**DATASET:**
....................

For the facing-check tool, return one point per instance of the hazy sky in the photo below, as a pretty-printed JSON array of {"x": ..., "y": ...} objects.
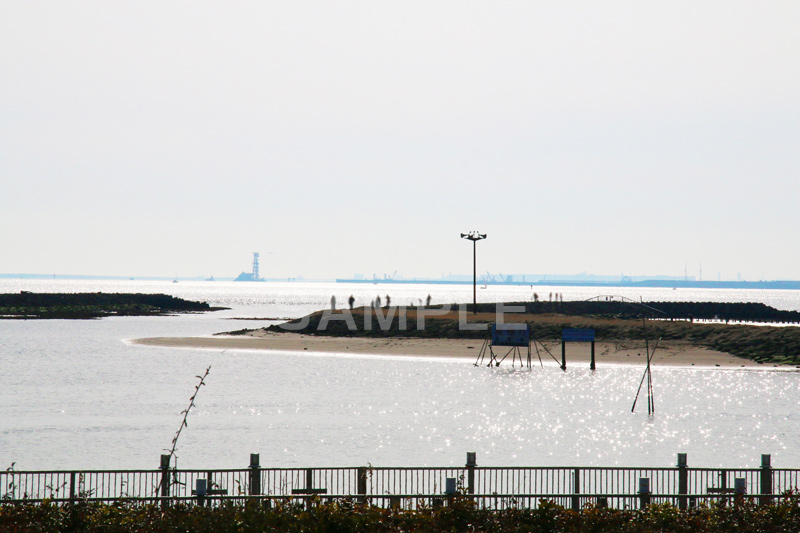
[{"x": 154, "y": 138}]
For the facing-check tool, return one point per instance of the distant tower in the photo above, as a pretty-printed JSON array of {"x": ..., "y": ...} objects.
[{"x": 256, "y": 277}]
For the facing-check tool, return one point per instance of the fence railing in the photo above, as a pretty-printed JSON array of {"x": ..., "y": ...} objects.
[{"x": 489, "y": 487}]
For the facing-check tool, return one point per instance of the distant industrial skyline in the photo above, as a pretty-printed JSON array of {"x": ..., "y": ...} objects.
[{"x": 162, "y": 138}]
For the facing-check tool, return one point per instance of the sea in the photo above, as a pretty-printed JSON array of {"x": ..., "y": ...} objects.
[{"x": 77, "y": 394}]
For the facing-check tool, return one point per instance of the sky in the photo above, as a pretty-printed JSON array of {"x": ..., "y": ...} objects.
[{"x": 144, "y": 138}]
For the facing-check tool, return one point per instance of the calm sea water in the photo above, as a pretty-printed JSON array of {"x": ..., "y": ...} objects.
[{"x": 74, "y": 394}]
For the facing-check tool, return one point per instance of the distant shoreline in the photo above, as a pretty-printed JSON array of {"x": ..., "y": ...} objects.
[{"x": 672, "y": 354}]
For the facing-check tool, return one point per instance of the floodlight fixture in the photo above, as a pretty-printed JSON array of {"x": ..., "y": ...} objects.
[{"x": 474, "y": 236}]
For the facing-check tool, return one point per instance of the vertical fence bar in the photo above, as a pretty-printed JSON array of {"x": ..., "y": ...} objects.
[
  {"x": 164, "y": 480},
  {"x": 254, "y": 486},
  {"x": 644, "y": 492},
  {"x": 766, "y": 480},
  {"x": 471, "y": 464},
  {"x": 683, "y": 481},
  {"x": 576, "y": 489},
  {"x": 362, "y": 482}
]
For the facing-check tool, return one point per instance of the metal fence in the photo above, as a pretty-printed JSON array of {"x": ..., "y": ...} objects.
[{"x": 410, "y": 488}]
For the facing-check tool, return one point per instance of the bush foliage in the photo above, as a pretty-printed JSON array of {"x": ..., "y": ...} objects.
[{"x": 347, "y": 516}]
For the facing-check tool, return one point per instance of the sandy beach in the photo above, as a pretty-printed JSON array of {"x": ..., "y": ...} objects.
[{"x": 672, "y": 353}]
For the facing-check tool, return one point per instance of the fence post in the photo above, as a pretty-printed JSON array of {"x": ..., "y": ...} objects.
[
  {"x": 766, "y": 480},
  {"x": 471, "y": 464},
  {"x": 255, "y": 475},
  {"x": 644, "y": 492},
  {"x": 576, "y": 489},
  {"x": 361, "y": 480},
  {"x": 683, "y": 482},
  {"x": 450, "y": 489},
  {"x": 200, "y": 490},
  {"x": 739, "y": 490},
  {"x": 165, "y": 480}
]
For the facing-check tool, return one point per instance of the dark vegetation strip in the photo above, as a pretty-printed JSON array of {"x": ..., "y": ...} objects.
[
  {"x": 347, "y": 516},
  {"x": 28, "y": 305}
]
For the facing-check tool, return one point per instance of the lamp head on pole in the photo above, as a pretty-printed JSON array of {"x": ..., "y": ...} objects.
[{"x": 473, "y": 236}]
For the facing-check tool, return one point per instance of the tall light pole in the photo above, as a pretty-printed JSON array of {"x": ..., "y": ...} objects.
[{"x": 474, "y": 236}]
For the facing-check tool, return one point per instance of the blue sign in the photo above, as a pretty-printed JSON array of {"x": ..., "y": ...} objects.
[
  {"x": 577, "y": 335},
  {"x": 511, "y": 335}
]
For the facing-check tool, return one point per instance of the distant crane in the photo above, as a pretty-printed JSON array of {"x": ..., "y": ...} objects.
[{"x": 256, "y": 277}]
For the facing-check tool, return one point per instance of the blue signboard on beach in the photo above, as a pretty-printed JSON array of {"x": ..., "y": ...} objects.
[
  {"x": 511, "y": 335},
  {"x": 577, "y": 335}
]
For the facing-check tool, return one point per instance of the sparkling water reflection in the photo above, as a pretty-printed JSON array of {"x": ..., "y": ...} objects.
[{"x": 75, "y": 396}]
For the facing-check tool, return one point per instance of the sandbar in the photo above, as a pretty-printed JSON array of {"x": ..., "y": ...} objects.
[{"x": 672, "y": 353}]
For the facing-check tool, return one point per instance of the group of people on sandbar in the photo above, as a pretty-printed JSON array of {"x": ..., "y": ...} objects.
[{"x": 376, "y": 302}]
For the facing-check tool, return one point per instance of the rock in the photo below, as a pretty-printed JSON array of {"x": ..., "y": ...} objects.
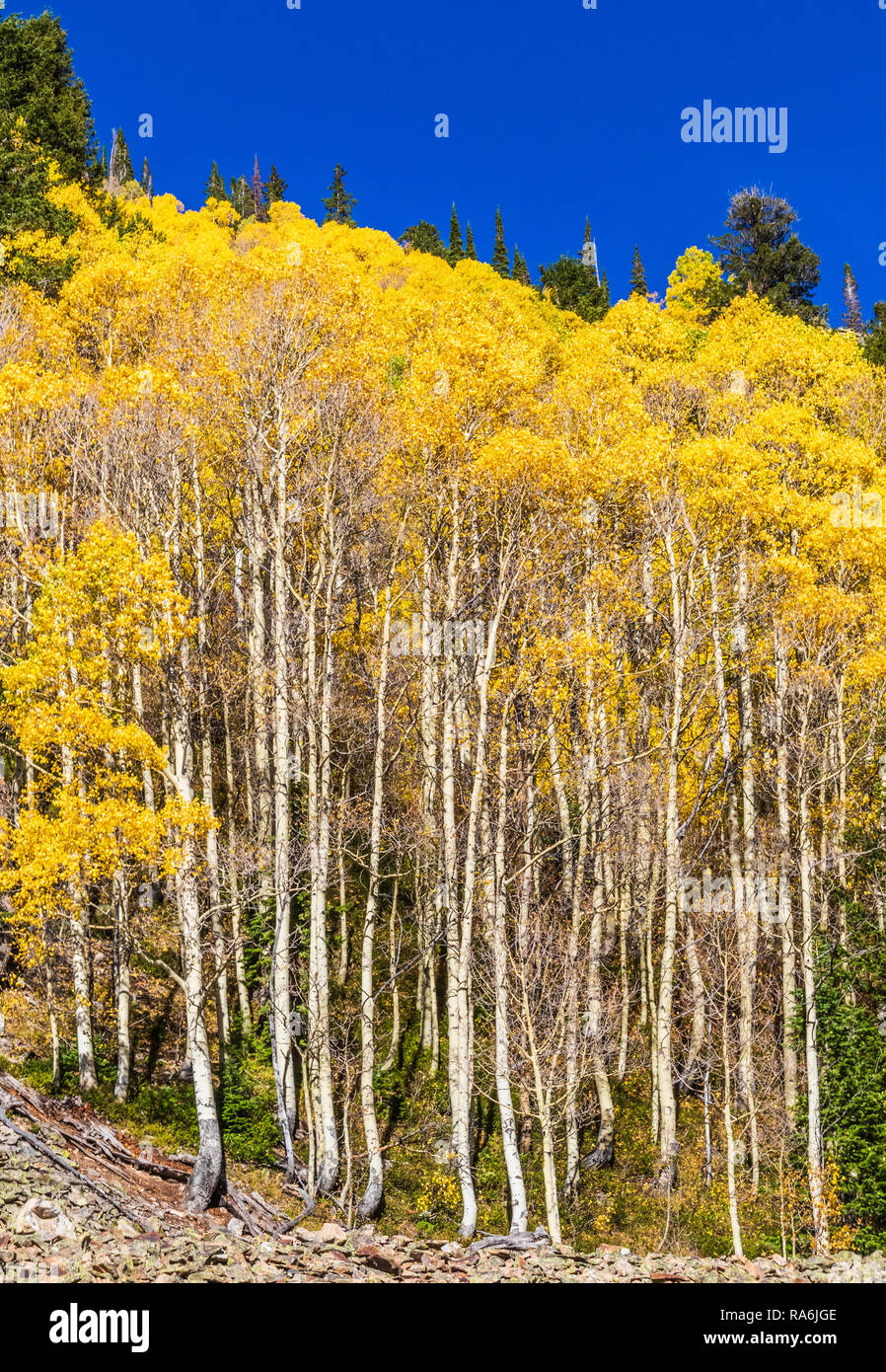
[
  {"x": 330, "y": 1232},
  {"x": 42, "y": 1217}
]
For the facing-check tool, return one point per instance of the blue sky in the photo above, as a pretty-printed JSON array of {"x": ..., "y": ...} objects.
[{"x": 555, "y": 113}]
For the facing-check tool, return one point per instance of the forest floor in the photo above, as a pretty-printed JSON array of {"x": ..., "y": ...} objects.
[{"x": 83, "y": 1202}]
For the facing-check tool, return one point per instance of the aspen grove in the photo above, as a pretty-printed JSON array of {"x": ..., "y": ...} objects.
[{"x": 413, "y": 670}]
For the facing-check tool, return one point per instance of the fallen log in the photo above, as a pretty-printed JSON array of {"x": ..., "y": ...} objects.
[{"x": 514, "y": 1242}]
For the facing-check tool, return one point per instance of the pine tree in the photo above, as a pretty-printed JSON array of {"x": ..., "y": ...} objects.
[
  {"x": 638, "y": 274},
  {"x": 37, "y": 83},
  {"x": 119, "y": 171},
  {"x": 851, "y": 312},
  {"x": 276, "y": 187},
  {"x": 520, "y": 271},
  {"x": 422, "y": 238},
  {"x": 589, "y": 247},
  {"x": 240, "y": 196},
  {"x": 499, "y": 254},
  {"x": 339, "y": 203},
  {"x": 456, "y": 249},
  {"x": 215, "y": 186},
  {"x": 875, "y": 343},
  {"x": 760, "y": 253},
  {"x": 573, "y": 284},
  {"x": 257, "y": 193}
]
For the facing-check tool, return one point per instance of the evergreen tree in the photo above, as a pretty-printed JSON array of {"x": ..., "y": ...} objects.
[
  {"x": 456, "y": 249},
  {"x": 276, "y": 187},
  {"x": 520, "y": 271},
  {"x": 499, "y": 254},
  {"x": 638, "y": 274},
  {"x": 572, "y": 284},
  {"x": 119, "y": 171},
  {"x": 760, "y": 253},
  {"x": 37, "y": 83},
  {"x": 851, "y": 309},
  {"x": 240, "y": 196},
  {"x": 589, "y": 247},
  {"x": 339, "y": 204},
  {"x": 25, "y": 179},
  {"x": 422, "y": 238},
  {"x": 215, "y": 186},
  {"x": 875, "y": 342},
  {"x": 257, "y": 193},
  {"x": 849, "y": 998}
]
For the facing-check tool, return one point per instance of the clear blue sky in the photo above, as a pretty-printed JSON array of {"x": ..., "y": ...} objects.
[{"x": 555, "y": 113}]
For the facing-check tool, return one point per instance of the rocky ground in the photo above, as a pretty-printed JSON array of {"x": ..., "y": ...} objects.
[{"x": 112, "y": 1221}]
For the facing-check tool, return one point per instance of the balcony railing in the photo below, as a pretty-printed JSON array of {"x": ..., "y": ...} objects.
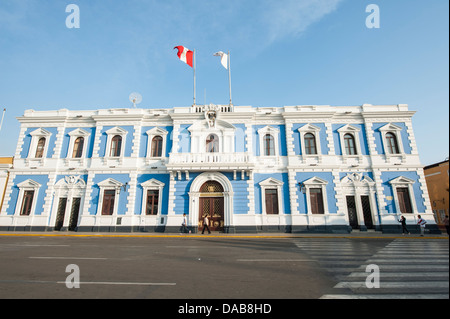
[{"x": 210, "y": 158}]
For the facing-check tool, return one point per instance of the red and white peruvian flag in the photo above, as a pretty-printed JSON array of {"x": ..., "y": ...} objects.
[{"x": 185, "y": 55}]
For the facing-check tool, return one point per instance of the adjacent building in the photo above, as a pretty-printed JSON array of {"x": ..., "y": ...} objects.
[
  {"x": 437, "y": 177},
  {"x": 283, "y": 169}
]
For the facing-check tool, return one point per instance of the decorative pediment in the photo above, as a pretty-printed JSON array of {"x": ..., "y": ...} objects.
[
  {"x": 315, "y": 181},
  {"x": 348, "y": 128},
  {"x": 71, "y": 181},
  {"x": 271, "y": 182},
  {"x": 40, "y": 132},
  {"x": 390, "y": 127},
  {"x": 204, "y": 125},
  {"x": 110, "y": 182},
  {"x": 156, "y": 131},
  {"x": 29, "y": 183},
  {"x": 402, "y": 180},
  {"x": 309, "y": 128},
  {"x": 79, "y": 132},
  {"x": 116, "y": 131},
  {"x": 153, "y": 183},
  {"x": 268, "y": 130},
  {"x": 357, "y": 178}
]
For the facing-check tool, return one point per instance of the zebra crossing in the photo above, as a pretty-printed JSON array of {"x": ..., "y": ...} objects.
[{"x": 408, "y": 268}]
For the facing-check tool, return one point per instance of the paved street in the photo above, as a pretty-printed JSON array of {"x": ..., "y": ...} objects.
[{"x": 221, "y": 267}]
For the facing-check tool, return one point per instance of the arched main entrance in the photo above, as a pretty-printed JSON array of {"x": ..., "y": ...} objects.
[
  {"x": 212, "y": 205},
  {"x": 212, "y": 193}
]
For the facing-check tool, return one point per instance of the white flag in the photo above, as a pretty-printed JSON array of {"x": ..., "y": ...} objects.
[{"x": 224, "y": 58}]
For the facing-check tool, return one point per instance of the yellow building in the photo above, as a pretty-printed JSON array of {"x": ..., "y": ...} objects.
[
  {"x": 437, "y": 177},
  {"x": 5, "y": 165}
]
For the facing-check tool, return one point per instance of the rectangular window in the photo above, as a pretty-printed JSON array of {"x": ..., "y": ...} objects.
[
  {"x": 27, "y": 202},
  {"x": 316, "y": 199},
  {"x": 108, "y": 202},
  {"x": 271, "y": 201},
  {"x": 152, "y": 202},
  {"x": 404, "y": 200}
]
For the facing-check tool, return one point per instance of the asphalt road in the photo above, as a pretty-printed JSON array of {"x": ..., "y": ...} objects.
[{"x": 186, "y": 268}]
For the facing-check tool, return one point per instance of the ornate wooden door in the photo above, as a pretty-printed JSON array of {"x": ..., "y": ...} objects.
[{"x": 213, "y": 207}]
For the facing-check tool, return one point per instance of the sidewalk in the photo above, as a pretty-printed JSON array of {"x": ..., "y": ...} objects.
[{"x": 352, "y": 235}]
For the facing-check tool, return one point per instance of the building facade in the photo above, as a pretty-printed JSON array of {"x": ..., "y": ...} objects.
[
  {"x": 437, "y": 176},
  {"x": 289, "y": 169}
]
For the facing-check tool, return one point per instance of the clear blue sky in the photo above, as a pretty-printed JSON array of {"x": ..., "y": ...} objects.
[{"x": 283, "y": 52}]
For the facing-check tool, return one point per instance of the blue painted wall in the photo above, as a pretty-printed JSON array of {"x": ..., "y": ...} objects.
[{"x": 331, "y": 193}]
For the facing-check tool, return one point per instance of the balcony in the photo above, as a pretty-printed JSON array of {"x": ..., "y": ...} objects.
[{"x": 210, "y": 161}]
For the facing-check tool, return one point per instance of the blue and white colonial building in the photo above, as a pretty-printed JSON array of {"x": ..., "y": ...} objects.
[{"x": 288, "y": 169}]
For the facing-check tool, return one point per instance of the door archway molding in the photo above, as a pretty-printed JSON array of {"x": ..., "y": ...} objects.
[{"x": 194, "y": 197}]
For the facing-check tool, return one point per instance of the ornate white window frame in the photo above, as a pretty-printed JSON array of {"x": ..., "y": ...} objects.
[
  {"x": 156, "y": 131},
  {"x": 73, "y": 137},
  {"x": 111, "y": 133},
  {"x": 396, "y": 130},
  {"x": 152, "y": 184},
  {"x": 36, "y": 135},
  {"x": 354, "y": 131},
  {"x": 403, "y": 182},
  {"x": 201, "y": 130},
  {"x": 108, "y": 184},
  {"x": 272, "y": 183},
  {"x": 314, "y": 130},
  {"x": 28, "y": 185},
  {"x": 316, "y": 182},
  {"x": 276, "y": 137}
]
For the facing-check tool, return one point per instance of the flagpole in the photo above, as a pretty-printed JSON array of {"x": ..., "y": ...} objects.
[
  {"x": 194, "y": 77},
  {"x": 229, "y": 76},
  {"x": 3, "y": 116}
]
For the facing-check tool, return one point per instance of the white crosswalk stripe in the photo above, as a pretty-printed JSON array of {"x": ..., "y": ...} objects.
[{"x": 408, "y": 269}]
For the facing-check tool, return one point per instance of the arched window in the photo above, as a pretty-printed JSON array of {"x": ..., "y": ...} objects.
[
  {"x": 269, "y": 145},
  {"x": 116, "y": 146},
  {"x": 78, "y": 147},
  {"x": 212, "y": 143},
  {"x": 157, "y": 146},
  {"x": 40, "y": 148},
  {"x": 392, "y": 144},
  {"x": 350, "y": 146},
  {"x": 310, "y": 144}
]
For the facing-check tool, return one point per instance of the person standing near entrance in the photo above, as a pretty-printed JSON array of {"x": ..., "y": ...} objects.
[
  {"x": 184, "y": 229},
  {"x": 446, "y": 224},
  {"x": 421, "y": 222},
  {"x": 206, "y": 224},
  {"x": 404, "y": 229}
]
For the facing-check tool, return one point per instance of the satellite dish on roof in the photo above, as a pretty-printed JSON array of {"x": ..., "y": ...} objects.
[{"x": 135, "y": 98}]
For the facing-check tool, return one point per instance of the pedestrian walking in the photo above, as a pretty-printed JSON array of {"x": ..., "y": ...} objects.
[
  {"x": 206, "y": 224},
  {"x": 404, "y": 229},
  {"x": 184, "y": 229},
  {"x": 421, "y": 222},
  {"x": 446, "y": 224}
]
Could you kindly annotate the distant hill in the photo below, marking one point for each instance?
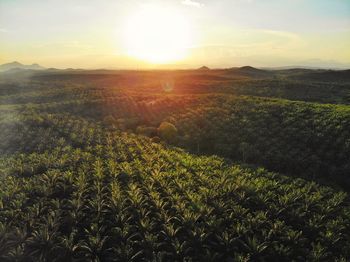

....................

**ASSIGNMENT:** Your output should consist solely of the lines from the line containing "of the pedestrian" through the last line of the entries, verbatim, minus any pictures.

**RESPONSE TO THIS EXERCISE:**
For the facing-check tool, return one point per instance of the pedestrian walking in the photo above, as a pretty-printed JSON array of {"x": ..., "y": ...} objects.
[
  {"x": 206, "y": 224},
  {"x": 404, "y": 229},
  {"x": 184, "y": 229},
  {"x": 421, "y": 222},
  {"x": 446, "y": 224}
]
Could you kindly annotate the distant hill in the photo below, marking one point for each instance?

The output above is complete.